● **Extrait fourni**:
▼▼▼

Une galerie de personnages, sans liens apparents entre eux, dont les destins vont s'entrecroiser...
Une galerie de personnages, sans liens apparents entre eux, dont les destins vont s'entrecroiser...
Une histoire prenante et complexe qui se déroule dans différents milieux sociaux sur plusieurs années et sur plusieurs continents. L'écriture est fluide. Les personnages ne nous quittent pas lorsque l'on a terminé le livre.
Je ne connaissais pas cet auteur. Une belle découverte.
Il est tentant d’utiliser la notion de vies parallèles en littérature lorsque les personnages d’un roman évoluent de manière indépendante et dans des contextes différents. Comme s’ils avançaient en ligne droite, prisonniers de leur trajectoire, sans conscience des destinées voisines. Sauf que “parfois, tout converge.”

▲▲▲

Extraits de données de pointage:
▼▼▼

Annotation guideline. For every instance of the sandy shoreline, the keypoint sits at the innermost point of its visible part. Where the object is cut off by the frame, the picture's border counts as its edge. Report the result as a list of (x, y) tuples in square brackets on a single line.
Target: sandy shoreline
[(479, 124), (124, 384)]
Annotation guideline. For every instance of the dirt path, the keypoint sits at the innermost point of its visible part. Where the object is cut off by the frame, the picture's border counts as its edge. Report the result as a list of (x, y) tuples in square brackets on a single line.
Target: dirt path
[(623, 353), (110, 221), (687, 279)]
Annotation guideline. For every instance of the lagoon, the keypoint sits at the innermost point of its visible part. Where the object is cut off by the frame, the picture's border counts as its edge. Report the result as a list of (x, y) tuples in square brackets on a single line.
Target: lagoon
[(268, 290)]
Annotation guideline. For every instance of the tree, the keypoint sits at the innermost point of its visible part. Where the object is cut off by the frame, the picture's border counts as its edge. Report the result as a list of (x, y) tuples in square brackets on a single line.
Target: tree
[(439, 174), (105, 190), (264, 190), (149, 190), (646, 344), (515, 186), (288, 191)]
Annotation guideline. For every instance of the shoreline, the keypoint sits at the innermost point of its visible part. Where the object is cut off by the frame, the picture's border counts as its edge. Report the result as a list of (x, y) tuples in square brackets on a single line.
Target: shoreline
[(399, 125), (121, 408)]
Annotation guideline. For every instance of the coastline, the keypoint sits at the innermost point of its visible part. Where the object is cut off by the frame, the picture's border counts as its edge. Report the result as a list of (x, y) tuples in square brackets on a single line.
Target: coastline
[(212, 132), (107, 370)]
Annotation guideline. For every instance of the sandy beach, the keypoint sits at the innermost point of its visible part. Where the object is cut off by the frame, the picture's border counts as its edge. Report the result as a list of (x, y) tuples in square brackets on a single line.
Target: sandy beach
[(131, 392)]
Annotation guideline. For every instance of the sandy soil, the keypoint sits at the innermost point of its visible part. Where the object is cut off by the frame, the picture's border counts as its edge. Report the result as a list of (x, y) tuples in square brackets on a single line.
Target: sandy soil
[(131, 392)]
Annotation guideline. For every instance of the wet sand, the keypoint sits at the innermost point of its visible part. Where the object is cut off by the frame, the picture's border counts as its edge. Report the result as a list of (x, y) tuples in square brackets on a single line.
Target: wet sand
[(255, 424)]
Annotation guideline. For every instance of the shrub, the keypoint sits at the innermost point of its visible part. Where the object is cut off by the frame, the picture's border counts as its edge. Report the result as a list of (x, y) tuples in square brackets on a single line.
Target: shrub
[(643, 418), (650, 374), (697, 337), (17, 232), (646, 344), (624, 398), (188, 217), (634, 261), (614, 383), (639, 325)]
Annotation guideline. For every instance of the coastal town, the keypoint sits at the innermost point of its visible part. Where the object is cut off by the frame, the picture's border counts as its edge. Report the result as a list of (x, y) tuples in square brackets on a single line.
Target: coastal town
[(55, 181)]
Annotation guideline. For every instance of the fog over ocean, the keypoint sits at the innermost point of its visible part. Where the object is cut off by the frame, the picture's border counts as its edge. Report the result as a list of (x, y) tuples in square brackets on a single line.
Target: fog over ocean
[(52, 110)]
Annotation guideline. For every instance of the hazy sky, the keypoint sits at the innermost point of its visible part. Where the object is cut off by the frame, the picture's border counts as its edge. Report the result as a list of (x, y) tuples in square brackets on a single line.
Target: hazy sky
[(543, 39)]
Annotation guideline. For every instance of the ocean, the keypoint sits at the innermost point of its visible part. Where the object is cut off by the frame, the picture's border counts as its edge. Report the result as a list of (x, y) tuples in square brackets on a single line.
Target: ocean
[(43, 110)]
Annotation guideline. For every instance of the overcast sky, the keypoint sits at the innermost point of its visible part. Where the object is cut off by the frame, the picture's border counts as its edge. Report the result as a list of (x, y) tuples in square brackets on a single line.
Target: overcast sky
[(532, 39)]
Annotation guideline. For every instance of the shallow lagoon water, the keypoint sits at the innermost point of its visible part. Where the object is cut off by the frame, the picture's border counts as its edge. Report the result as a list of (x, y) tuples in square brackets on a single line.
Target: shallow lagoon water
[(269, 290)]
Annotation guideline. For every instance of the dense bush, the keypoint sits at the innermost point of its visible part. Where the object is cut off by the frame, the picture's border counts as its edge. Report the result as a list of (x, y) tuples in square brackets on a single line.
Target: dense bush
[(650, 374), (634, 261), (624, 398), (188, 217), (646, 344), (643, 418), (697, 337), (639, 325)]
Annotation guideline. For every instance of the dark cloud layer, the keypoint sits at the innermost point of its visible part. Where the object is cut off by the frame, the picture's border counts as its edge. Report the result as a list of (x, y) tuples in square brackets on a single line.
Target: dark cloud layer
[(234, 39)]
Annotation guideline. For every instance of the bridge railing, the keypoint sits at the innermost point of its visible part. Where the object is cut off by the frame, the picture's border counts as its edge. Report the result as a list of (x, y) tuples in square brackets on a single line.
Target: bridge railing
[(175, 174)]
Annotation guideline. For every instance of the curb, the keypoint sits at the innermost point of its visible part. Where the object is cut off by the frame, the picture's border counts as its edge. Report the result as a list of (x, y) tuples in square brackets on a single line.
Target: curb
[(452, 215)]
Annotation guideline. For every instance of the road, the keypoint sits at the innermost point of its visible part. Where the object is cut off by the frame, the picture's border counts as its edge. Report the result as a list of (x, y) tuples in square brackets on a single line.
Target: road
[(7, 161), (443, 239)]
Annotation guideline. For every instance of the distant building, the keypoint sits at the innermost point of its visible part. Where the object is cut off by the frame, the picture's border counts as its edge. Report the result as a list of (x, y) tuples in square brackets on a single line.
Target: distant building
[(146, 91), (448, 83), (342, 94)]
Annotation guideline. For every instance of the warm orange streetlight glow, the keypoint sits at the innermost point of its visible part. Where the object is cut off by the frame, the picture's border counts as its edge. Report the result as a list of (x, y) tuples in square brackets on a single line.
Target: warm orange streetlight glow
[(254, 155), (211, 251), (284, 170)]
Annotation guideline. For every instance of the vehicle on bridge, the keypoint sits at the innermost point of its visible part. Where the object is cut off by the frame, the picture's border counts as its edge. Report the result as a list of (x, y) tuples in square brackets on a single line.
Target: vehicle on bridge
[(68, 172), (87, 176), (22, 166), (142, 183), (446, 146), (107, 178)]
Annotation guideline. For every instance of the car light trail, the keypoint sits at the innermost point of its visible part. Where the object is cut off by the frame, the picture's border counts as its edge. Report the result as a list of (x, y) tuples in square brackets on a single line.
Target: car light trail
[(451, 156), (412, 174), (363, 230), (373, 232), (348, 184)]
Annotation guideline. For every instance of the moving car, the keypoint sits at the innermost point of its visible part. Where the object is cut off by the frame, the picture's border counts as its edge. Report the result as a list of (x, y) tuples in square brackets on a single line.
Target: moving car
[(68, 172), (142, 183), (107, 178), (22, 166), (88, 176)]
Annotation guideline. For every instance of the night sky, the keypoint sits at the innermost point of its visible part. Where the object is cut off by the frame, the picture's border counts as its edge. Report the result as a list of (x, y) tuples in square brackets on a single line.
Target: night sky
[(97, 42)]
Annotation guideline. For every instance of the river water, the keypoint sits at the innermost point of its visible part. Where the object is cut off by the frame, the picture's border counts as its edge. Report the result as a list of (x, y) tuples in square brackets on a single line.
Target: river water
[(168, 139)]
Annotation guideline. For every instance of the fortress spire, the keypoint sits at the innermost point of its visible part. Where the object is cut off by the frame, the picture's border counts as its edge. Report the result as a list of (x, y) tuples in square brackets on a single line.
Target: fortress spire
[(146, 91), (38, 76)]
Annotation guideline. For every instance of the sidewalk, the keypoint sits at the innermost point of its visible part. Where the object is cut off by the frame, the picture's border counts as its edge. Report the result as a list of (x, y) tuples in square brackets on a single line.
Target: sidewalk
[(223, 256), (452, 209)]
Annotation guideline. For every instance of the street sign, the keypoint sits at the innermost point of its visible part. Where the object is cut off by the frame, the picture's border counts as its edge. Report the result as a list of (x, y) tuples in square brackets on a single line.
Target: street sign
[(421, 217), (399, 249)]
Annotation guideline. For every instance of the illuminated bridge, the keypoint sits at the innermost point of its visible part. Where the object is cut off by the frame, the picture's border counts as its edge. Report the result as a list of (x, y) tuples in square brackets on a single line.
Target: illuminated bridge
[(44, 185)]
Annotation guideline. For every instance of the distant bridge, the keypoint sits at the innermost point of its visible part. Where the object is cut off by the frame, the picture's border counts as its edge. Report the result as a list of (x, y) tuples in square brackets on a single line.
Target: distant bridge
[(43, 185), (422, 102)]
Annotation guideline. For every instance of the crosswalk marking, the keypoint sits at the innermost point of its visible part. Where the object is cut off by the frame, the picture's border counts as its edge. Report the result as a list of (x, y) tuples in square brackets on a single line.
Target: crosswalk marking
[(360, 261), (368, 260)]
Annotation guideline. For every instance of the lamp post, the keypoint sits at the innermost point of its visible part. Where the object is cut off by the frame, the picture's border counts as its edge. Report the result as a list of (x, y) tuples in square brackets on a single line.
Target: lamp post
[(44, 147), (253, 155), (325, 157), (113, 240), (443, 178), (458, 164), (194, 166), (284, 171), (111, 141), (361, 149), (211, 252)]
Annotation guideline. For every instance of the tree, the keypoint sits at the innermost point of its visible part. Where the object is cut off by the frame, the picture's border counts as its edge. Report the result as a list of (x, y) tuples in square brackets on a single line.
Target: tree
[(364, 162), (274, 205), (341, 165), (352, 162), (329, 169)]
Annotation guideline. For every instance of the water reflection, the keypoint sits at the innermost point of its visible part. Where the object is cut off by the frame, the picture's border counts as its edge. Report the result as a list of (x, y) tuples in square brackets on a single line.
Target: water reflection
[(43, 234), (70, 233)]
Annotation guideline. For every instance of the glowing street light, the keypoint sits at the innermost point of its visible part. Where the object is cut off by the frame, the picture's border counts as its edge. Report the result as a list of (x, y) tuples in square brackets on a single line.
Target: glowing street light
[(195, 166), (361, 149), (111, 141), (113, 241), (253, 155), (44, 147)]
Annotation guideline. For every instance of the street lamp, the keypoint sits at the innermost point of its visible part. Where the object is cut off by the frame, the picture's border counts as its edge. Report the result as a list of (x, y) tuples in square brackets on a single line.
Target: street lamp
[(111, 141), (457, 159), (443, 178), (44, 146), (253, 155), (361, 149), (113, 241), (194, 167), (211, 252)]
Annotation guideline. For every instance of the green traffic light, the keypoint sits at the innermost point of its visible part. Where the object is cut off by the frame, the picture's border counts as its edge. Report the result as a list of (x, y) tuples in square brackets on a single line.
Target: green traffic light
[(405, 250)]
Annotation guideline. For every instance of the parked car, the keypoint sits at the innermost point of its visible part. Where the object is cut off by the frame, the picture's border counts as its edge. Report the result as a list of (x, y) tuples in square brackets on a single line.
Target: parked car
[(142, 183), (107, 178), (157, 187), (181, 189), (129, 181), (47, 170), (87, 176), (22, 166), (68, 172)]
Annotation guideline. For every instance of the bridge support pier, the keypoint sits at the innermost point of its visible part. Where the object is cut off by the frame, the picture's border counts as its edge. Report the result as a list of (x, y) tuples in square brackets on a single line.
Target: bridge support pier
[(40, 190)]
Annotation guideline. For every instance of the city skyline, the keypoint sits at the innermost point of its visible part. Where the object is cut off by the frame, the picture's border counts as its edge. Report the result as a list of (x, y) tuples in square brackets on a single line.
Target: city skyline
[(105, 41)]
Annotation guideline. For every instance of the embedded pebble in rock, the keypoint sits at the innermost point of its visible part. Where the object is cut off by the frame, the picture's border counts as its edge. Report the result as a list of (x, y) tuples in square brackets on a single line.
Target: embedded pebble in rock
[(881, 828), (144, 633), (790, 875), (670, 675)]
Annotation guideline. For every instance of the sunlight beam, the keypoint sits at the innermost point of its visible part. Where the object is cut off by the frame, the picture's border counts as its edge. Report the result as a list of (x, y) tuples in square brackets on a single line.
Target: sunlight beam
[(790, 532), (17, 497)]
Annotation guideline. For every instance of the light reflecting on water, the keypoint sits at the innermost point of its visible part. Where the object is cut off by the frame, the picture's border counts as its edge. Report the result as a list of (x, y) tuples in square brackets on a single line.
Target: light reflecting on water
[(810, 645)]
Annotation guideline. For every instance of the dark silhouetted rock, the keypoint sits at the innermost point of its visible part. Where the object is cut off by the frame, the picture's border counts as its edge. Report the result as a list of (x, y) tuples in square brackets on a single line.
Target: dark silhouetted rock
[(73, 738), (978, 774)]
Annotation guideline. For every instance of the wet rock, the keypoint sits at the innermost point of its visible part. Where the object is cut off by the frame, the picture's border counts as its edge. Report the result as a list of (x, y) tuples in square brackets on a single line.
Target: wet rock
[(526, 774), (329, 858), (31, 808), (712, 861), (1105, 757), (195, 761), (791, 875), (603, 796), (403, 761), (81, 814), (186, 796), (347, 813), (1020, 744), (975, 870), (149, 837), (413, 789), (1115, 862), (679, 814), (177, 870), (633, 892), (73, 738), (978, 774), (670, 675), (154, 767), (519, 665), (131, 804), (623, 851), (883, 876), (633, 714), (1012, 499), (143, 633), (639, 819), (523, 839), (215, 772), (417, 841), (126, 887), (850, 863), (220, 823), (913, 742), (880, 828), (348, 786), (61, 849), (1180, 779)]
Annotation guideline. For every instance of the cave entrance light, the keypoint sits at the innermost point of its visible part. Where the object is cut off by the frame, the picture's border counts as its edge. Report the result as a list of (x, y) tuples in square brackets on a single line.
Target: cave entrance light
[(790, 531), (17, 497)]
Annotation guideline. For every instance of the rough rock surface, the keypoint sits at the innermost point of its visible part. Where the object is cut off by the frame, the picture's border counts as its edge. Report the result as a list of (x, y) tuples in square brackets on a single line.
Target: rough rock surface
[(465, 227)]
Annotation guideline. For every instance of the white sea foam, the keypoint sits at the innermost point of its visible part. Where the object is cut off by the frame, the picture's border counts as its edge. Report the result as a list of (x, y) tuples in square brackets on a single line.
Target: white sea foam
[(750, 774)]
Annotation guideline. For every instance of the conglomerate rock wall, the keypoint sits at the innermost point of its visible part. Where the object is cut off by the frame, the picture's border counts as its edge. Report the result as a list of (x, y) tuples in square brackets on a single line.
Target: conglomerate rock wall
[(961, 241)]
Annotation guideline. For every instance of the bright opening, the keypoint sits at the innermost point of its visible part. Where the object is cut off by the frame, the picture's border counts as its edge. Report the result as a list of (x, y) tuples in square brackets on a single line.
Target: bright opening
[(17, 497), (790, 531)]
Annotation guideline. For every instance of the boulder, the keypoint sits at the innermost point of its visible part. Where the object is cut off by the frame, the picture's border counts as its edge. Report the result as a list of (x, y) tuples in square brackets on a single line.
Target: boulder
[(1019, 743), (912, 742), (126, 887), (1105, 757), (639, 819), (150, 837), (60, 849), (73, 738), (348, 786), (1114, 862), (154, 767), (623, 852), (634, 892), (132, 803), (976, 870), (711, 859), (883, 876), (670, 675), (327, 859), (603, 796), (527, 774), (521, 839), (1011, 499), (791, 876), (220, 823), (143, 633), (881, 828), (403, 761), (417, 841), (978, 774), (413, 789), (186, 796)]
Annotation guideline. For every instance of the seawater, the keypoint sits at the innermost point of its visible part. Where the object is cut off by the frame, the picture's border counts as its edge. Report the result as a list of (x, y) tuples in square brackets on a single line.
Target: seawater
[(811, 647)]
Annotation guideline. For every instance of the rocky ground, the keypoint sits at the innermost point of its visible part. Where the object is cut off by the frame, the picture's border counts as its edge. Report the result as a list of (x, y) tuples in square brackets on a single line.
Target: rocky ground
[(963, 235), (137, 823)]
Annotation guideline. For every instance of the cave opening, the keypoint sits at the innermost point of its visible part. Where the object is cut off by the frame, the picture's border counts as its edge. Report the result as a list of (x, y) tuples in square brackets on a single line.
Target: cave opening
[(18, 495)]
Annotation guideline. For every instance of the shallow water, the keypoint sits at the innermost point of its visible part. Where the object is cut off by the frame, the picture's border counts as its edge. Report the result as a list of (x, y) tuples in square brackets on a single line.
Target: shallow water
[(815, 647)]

▲▲▲

● **Tâches écrites**:
- 1) Substituez « reference point » à « keypoint » dans les enregistrements, depuis leur début jusqu'à la ligne contenant « [(268, 290)] » incluse, puis restituez ces seules lignes sans aucune autre modification.
- 2) Reprenez l'extrait sur le roman aux destins entrecroisés et prolongez-le à la suite de sa dernière phrase.

● **Réponses par tâche**:
- 1)
Annotation guideline. For every instance of the sandy shoreline, the reference point sits at the innermost point of its visible part. Where the object is cut off by the frame, the picture's border counts as its edge. Report the result as a list of (x, y) tuples in square brackets on a single line.
Target: sandy shoreline
[(479, 124), (124, 384)]
Annotation guideline. For every instance of the dirt path, the reference point sits at the innermost point of its visible part. Where the object is cut off by the frame, the picture's border counts as its edge. Report the result as a list of (x, y) tuples in square brackets on a single line.
Target: dirt path
[(623, 353), (110, 221), (687, 279)]
Annotation guideline. For every instance of the lagoon, the reference point sits at the innermost point of its visible part. Where the object is cut off by the frame, the picture's border counts as its edge. Report the result as a list of (x, y) tuples in square brackets on a single line.
Target: lagoon
[(268, 290)]

- 2)
Dans ce gros livre, Édouard Jousselin nous balade de 1993 à 2018, du village de Quarré-les-Tombes à l’État de l’Oklahoma, de Mitterrand à Trump, du terrorisme à la littérature, de la vie aux morts. On suit les parcours d’une myriade de personnages entre la France et les États-Unis : un ancien résistant, un migrant mexicain, une mère épuisée, un professeur en criminologie, un écrivain, une étudiante en lettres modernes, un producteur hollywoodien… Chacun espère être du bon côté, celui des gagnants. “Vous savez, on croit toujours que nos racines sont ailleurs et puis un jour, vous vous rendez compte que vous n’êtes pas plus de là-bas que d’ici.” Et pendant que le monde avance, toutes ces lignes de vies s’attirent, se croisent ou s’éloignent. L’une traverse l’océan pour étudier le français à Paris. L’autre quitte une famille pour rejoindre un amant à Los Angeles. Sous nos yeux, une sorte de modèle mathématique semble se mettre en place - “qui a hauteur d’intelligence humaine n’est qu’éparpillement.”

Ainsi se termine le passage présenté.